Excerpt>
Britannia Hotels has been named the UK’s worst hotel chain for 12 consecutive years by Which? So I decided to book a stay at Britannia Hampstead to see if it really is as bad as everyone says

There aren’t many hotels that slap a £10 charge on opening windows or appear completely deserted in the run-up to Christmas. And there’s just one hotel chain that’s been crowned the worst in Britain for 12 years running.

To sample such treats, you need to book yourself into a Britannia.

The chain has become the stuff of folklore. Half a century after launching its first property, the Country House Hotel in Didsbury, Manchester, it has expanded to roughly 60 locations spanning the UK before acquiring Pontins.

Yet, the tale isn’t entirely rosy. Britannia has faced severe criticism over the years from disgruntled guests who claim it has transformed once-magnificent buildings into grubby, disagreeable, and uncomfortable accommodation that fails to deliver value, even at rock-bottom prices.

Given exercise 1> Copy out, unchanged, the part of the records that opens with the line containing "cardigan in the photo above." and runs through the final line of the records.

Data to use>
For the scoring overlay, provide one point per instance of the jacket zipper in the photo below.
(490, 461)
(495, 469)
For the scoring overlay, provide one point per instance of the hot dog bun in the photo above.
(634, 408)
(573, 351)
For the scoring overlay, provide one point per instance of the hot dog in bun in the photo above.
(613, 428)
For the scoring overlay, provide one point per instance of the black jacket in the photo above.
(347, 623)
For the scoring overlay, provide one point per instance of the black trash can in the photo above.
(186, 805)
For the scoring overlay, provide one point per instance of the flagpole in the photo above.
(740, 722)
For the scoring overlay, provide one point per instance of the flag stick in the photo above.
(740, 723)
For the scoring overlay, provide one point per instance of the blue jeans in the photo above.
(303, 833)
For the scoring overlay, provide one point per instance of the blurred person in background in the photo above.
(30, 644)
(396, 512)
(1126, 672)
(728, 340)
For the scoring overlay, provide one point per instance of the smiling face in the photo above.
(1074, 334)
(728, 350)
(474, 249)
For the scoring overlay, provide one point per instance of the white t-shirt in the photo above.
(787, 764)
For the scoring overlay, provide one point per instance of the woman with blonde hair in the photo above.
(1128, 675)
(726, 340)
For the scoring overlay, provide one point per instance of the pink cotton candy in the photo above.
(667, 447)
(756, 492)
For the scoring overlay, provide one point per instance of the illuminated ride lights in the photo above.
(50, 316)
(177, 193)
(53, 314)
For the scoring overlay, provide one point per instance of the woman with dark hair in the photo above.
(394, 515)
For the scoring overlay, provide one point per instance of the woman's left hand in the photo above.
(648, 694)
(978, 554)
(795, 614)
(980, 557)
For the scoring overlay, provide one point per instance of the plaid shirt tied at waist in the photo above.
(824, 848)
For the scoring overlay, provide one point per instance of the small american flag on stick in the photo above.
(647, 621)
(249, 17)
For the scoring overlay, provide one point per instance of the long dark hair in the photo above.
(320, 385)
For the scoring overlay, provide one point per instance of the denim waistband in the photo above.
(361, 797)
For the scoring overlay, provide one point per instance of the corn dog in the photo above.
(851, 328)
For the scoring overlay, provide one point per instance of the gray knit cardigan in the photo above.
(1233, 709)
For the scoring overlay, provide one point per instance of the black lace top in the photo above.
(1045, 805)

Given exercise 2> Render this sentence from the excerpt about Britannia Hotels in Spanish: "To sample such treats, you need to book yourself into a Britannia."

Complete response 1>
For the scoring overlay, provide one point per instance of the gray knit cardigan in the photo above.
(1233, 709)
For the scoring overlay, provide one point per instance of the black lace top in the photo above.
(1045, 805)

Complete response 2> Para probar semejantes placeres, tienes que reservar una habitación en un Britannia.